Dostoevsky was writing his Crime and Punishment at the time, which was historically difficult for Russia. Nevertheless, he was capable of depicting moral sufferings of a young man, who had committed a serious crime, and leading that young man to the absolute crash of his philosophical theory. The major motive of Raskolnikov’s crime was not in trying to change the social conditions, in which he existed; Raskolnikov was urged by his nihilistic attitudes and his Napoleonic desires to realize himself as a personality.

> **INFORMATION GIVEN**:
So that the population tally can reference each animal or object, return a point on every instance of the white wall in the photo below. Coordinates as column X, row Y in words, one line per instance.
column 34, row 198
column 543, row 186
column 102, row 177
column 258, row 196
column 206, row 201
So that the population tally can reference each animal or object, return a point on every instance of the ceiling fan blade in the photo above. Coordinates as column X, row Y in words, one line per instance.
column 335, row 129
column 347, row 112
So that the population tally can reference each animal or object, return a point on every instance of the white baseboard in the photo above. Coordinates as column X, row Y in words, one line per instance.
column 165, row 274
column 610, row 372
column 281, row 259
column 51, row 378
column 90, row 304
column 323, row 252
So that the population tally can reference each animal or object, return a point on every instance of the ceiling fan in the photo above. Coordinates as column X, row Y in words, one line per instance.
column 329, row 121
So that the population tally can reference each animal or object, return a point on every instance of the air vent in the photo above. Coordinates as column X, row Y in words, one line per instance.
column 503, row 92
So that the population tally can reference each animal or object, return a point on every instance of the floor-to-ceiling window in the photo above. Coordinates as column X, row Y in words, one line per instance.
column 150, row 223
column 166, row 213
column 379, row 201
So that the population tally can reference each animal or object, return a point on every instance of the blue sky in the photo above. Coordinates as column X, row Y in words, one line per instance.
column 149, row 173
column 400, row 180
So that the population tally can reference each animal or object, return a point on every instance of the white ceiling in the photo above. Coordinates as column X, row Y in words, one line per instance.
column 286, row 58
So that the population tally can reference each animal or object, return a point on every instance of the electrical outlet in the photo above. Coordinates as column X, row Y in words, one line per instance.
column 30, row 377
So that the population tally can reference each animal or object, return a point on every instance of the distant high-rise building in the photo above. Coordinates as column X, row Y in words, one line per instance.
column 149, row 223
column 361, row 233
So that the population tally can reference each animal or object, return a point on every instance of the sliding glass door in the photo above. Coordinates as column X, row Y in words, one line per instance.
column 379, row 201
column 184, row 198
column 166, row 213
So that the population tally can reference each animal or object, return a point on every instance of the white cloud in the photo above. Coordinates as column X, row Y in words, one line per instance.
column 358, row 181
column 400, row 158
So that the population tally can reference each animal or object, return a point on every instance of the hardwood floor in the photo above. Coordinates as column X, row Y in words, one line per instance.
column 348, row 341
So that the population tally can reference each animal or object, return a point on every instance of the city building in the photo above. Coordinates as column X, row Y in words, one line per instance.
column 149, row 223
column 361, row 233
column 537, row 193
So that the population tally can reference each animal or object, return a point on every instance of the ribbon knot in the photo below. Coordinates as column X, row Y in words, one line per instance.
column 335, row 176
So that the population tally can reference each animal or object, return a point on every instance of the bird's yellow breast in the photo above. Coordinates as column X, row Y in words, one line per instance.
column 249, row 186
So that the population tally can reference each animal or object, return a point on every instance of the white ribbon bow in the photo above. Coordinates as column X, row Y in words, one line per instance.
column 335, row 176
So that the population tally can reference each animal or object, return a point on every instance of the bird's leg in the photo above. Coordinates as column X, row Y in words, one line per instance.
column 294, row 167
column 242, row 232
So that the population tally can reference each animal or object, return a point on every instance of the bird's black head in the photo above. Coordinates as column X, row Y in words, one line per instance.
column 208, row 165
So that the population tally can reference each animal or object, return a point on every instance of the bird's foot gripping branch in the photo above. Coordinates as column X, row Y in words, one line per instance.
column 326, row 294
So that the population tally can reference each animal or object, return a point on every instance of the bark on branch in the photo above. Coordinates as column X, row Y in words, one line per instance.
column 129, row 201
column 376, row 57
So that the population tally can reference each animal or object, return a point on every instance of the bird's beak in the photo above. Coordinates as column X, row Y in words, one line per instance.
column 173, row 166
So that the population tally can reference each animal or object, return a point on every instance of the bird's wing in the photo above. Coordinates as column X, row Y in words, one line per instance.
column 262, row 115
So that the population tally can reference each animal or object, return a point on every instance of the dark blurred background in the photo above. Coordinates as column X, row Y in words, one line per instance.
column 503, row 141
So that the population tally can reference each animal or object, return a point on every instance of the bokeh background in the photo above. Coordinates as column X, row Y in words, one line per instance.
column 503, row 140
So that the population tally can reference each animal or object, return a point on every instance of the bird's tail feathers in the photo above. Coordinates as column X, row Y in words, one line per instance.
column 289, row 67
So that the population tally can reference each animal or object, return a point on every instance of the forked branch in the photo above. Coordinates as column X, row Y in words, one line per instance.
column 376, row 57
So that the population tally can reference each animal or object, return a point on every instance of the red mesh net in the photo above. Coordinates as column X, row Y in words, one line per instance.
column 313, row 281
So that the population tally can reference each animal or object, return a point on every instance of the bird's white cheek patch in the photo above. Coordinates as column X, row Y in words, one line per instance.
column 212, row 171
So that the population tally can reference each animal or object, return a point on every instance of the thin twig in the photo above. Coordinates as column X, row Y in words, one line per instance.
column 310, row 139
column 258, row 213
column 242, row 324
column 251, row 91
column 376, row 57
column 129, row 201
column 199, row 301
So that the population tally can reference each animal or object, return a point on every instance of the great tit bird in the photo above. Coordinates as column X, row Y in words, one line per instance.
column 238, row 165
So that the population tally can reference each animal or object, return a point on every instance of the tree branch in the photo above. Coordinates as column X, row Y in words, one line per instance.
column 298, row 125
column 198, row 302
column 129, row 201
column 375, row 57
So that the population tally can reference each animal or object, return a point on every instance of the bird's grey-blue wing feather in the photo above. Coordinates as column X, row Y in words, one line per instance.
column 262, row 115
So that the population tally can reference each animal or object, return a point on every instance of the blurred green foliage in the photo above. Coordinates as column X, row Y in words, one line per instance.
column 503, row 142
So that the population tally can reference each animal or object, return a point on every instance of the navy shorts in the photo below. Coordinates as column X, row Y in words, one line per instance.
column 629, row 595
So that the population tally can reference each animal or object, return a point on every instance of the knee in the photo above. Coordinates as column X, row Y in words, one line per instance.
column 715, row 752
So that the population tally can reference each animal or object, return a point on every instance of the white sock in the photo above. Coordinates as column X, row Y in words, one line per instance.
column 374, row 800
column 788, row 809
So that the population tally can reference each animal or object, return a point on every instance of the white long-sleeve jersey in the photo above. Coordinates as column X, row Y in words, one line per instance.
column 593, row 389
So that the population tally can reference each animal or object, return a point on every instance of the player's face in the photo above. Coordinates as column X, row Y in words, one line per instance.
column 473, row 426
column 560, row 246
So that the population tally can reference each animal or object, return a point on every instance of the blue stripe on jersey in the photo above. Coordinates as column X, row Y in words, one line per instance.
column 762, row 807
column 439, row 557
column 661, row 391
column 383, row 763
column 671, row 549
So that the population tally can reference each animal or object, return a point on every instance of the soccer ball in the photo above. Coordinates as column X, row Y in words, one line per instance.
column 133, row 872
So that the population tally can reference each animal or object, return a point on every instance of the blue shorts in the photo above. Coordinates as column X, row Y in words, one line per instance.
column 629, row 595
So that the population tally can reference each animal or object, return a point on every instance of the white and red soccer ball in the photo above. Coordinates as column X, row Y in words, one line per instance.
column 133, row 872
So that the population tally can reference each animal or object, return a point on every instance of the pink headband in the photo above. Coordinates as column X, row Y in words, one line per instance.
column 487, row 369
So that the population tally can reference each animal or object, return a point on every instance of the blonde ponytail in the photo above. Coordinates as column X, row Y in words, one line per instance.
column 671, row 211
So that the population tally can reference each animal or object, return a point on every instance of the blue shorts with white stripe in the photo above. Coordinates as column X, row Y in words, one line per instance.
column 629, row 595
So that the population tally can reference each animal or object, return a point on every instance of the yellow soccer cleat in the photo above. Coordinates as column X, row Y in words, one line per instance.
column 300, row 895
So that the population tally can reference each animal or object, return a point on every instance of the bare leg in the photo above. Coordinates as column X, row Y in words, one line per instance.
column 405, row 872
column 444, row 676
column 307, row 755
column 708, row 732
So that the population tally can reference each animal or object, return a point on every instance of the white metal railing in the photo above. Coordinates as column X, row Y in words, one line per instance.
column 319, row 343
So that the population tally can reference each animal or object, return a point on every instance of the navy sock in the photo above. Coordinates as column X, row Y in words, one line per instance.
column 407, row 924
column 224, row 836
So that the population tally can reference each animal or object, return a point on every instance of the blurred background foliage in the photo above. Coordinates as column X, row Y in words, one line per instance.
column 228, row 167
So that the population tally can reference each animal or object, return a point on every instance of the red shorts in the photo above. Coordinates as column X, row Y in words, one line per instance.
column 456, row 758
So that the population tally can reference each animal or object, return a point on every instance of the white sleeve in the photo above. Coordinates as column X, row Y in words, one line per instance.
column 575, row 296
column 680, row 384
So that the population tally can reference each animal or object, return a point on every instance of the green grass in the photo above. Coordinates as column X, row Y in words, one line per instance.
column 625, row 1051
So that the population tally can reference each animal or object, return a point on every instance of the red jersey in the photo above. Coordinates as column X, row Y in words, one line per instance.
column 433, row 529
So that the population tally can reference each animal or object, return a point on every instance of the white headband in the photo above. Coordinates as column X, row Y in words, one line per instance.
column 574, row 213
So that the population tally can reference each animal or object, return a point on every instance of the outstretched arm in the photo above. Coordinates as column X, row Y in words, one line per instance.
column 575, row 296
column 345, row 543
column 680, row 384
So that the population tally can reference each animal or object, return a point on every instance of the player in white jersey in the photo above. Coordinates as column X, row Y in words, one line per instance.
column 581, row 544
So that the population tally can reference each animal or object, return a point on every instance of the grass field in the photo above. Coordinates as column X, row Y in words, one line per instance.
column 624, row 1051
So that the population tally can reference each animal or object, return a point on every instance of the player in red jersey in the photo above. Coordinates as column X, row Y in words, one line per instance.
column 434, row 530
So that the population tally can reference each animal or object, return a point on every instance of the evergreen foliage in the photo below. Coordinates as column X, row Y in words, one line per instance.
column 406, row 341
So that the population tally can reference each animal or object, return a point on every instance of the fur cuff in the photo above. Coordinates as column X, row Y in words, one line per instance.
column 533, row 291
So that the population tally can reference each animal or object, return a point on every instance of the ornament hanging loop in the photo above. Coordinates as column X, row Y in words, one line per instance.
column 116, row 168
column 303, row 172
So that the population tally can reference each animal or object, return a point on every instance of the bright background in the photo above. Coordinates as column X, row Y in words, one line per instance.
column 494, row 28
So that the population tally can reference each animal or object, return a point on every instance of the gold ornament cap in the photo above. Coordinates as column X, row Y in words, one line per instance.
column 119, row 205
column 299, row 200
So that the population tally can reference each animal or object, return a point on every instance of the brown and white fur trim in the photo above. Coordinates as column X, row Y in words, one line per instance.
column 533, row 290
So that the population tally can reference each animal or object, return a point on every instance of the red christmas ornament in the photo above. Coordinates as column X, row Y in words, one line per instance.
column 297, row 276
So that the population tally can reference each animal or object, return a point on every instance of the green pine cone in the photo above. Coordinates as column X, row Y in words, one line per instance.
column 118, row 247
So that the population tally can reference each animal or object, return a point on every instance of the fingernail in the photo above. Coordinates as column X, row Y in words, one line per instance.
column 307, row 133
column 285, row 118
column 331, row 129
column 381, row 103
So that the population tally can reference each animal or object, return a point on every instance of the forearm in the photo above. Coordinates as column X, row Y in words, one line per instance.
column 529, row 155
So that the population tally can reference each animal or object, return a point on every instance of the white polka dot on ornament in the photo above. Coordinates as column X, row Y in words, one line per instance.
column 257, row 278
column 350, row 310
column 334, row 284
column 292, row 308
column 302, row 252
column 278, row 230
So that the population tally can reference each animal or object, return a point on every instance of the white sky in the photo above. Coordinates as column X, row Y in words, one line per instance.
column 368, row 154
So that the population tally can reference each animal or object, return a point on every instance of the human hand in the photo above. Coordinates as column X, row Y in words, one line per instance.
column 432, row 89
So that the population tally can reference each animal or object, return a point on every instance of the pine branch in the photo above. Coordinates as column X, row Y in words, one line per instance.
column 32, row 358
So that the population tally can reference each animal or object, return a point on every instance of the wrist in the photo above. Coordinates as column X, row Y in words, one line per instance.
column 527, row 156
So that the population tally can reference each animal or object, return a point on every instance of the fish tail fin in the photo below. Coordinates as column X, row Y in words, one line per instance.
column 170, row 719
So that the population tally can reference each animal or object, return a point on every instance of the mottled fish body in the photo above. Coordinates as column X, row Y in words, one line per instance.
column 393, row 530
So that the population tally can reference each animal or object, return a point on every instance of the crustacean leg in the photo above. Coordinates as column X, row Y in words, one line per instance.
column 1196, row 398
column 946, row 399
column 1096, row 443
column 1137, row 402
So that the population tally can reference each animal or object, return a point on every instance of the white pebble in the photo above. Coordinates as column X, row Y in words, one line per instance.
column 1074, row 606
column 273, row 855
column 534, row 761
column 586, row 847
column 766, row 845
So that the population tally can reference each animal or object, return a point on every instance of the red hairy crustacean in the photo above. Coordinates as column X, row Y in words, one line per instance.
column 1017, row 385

> **TASK REQUIREMENTS**:
**a)** In the Crime and Punishment passage, what urged Raskolnikov to commit his crime?
**b)** Carry on the Crime and Punishment passage from its last sentence.

> **RESULTS OF THE EXERCISE**:
**a)** His nihilistic attitudes and his Napoleonic desires to realize himself as a personality.

**b)**
Raskolnikov was the man of ideas. The ideas overwhelmed him, they possessed him, and they occupied his mind. Those ideas were turning into his essence, and as soon as any idea entered his mind, he had to realize it. Dostoevsky was writing at the time when the people’s dissatisfaction with the existing order was growing. Raskolnikov was one of the dissatisfied and Dostoevsky was trying to depict people, who were capable of fighting against evil in the society. The question was in whether the instruments used in that fight had been properly chosen. Probably, the most important question was not even in how Raskolnikov made his choice, but the motives, which moved him towards committing a murder. It will also be interesting to analyze, how Raskolnikov’s ideas of a “good life” coincided or contradicted to those expressed by Socrates in Plato’s Euthyphro and Apology.
We meet Raskolnikov in the city of Petersburg on a hot day in July. He was a former student and he was already thinking, what he could do to change the existing social unfairness in his society.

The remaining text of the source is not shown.